**Exercise aim**
Once you have read the listing below, output it again exactly.

BEGIN Records provided

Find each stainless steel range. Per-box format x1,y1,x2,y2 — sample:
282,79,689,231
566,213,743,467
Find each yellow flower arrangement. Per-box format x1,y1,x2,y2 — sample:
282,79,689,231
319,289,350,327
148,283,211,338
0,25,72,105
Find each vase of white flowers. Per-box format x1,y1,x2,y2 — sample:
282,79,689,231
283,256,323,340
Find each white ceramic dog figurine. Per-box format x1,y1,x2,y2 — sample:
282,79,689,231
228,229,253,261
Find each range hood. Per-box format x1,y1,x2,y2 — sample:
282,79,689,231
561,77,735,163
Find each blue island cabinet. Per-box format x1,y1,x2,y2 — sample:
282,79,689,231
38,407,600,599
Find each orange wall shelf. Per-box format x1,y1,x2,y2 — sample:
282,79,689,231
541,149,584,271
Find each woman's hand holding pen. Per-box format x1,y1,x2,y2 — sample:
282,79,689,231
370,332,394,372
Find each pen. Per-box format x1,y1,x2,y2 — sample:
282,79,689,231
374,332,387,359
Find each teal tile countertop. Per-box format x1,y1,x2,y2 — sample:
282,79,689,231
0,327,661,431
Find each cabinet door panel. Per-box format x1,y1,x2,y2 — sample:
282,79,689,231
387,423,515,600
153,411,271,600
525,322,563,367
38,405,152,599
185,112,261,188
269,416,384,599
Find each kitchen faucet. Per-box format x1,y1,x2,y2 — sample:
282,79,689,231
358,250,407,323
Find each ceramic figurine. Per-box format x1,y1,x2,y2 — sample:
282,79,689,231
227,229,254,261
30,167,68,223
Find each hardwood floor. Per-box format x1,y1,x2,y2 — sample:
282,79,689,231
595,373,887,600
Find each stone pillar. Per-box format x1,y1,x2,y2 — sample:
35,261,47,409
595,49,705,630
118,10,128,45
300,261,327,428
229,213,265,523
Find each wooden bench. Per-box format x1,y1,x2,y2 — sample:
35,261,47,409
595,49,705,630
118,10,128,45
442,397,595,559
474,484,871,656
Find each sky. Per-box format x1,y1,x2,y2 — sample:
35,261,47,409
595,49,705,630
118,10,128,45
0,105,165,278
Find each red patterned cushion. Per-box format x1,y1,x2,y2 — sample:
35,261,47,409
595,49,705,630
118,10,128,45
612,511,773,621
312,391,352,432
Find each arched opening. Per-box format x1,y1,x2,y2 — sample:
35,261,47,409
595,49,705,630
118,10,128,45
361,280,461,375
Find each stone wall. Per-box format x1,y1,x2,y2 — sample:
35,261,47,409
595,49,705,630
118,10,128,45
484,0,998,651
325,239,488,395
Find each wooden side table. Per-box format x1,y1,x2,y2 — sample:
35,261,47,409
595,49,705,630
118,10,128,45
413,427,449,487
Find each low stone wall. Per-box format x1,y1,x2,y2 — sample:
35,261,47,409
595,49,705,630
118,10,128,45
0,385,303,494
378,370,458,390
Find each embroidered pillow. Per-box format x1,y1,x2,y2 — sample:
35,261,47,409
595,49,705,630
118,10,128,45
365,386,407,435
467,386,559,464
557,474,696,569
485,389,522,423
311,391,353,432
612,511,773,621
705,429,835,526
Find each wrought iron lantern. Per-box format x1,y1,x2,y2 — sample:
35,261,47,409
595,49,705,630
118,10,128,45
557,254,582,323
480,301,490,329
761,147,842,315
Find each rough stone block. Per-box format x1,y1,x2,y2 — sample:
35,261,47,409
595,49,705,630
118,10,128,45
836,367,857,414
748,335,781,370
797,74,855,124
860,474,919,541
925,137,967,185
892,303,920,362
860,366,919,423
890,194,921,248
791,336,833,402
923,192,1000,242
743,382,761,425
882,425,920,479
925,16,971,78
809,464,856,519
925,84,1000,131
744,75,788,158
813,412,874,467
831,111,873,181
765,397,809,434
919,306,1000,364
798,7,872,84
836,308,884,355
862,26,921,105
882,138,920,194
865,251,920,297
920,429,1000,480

END Records provided

**Response area**
Find each stainless steel range. Per-box format x1,y1,x2,y2 — sample:
282,79,689,231
566,213,743,467
Find each yellow flower arrangement. Per-box format x1,y1,x2,y2 — sample:
282,79,689,231
319,289,350,327
148,283,211,338
0,25,72,105
Find each vase of white flowers. Per-box format x1,y1,x2,y2 — sample:
282,79,689,231
283,256,323,340
Find each white ceramic dog figurine. Per-box format x1,y1,x2,y2 — sample:
282,79,689,231
228,229,253,261
Find each range hood. Per-box format x1,y1,x2,y2 — sample:
282,79,689,231
561,77,735,163
Find each blue island cabinet. Per-box format x1,y1,x2,y2 — sample:
282,79,689,231
38,407,600,599
Find each orange wall shelf. Per-box format x1,y1,x2,y2 — sample:
282,79,689,231
541,149,584,271
Find each woman's hand holding pen. Per-box format x1,y1,x2,y2 — sample:
282,79,689,231
370,332,394,372
Find each pen. Per-box format x1,y1,x2,y2 — sample:
282,79,689,231
374,332,387,359
Find each teal tile countertop. Per-box format x1,y1,x2,y2 — sample:
282,79,689,231
0,327,661,431
Find each cabinet door panel. Per-box format x1,y1,x2,y2 — sample:
282,79,689,231
387,423,515,600
153,411,271,600
525,322,563,367
38,405,152,599
185,112,261,188
269,416,384,599
Find each kitchen faucet. Per-box format x1,y1,x2,y2 — sample:
282,79,689,231
358,250,407,323
Find each ceramic figurine. Per-box format x1,y1,x2,y2 — sample:
282,79,689,231
227,229,254,261
30,167,68,223
Find each hardwood floor. Per-box format x1,y1,x2,y2 — sample:
282,79,689,231
595,373,887,600
Find each stone pillar. Per-box format x1,y1,x2,y2 — sample:
35,261,47,409
595,49,705,630
118,10,128,45
300,261,327,428
229,213,265,523
Find each wooden bench. Per-box format x1,y1,x2,y2 — sample:
35,261,47,409
595,49,705,630
118,10,128,45
442,397,595,559
474,484,871,656
Find each sky. Per-box format x1,y1,x2,y2 — sample:
35,261,47,409
595,49,705,630
118,10,128,45
0,105,165,278
Find each red patterned cushion. Per-box format x1,y1,x2,y2 — sample:
35,261,47,409
595,49,705,630
118,10,128,45
612,511,773,621
312,391,352,432
Find each arched opening. Per-box format x1,y1,x2,y2 — sample:
35,261,47,409
595,49,705,630
118,10,128,45
361,280,461,375
Find each stone wall. Per-box format x1,y1,x2,y2 — sample:
35,261,47,409
595,49,705,630
118,10,128,45
484,0,998,651
325,239,488,395
Find each wooden side table. Per-box format x1,y1,x2,y2 — sample:
35,261,47,409
595,49,705,630
118,10,128,45
413,427,449,487
Find each low stone wall. Per-box format x1,y1,x2,y2 — sample:
35,261,47,409
595,49,705,630
118,10,128,45
0,385,303,494
378,370,458,390
Find each embroidered pillow. Per-box format x1,y1,x2,y2 — sample:
35,261,47,409
595,49,705,630
118,10,128,45
365,386,407,435
467,386,559,464
557,474,696,569
485,389,522,423
311,391,353,432
612,511,773,621
705,429,835,526
Find each wrought iron lantern. Per-box format x1,y1,x2,y2 — sample:
35,261,47,409
595,49,705,630
118,10,128,45
557,254,582,323
480,301,490,329
761,147,842,315
Find each rough stone block. Per-box format x1,y1,x2,y2 — sample:
35,261,47,409
595,49,705,630
118,10,128,45
836,367,857,414
748,335,781,370
797,74,855,124
860,474,919,541
925,137,967,185
892,303,920,362
860,366,919,423
890,194,921,248
791,336,833,402
923,192,1000,242
743,382,761,425
882,425,920,479
925,16,971,78
809,464,856,519
925,84,1000,131
744,75,788,158
813,412,874,467
831,111,873,181
765,397,809,434
919,306,1000,364
798,7,872,84
836,308,884,355
862,26,921,105
882,138,920,194
865,251,920,297
920,429,1000,480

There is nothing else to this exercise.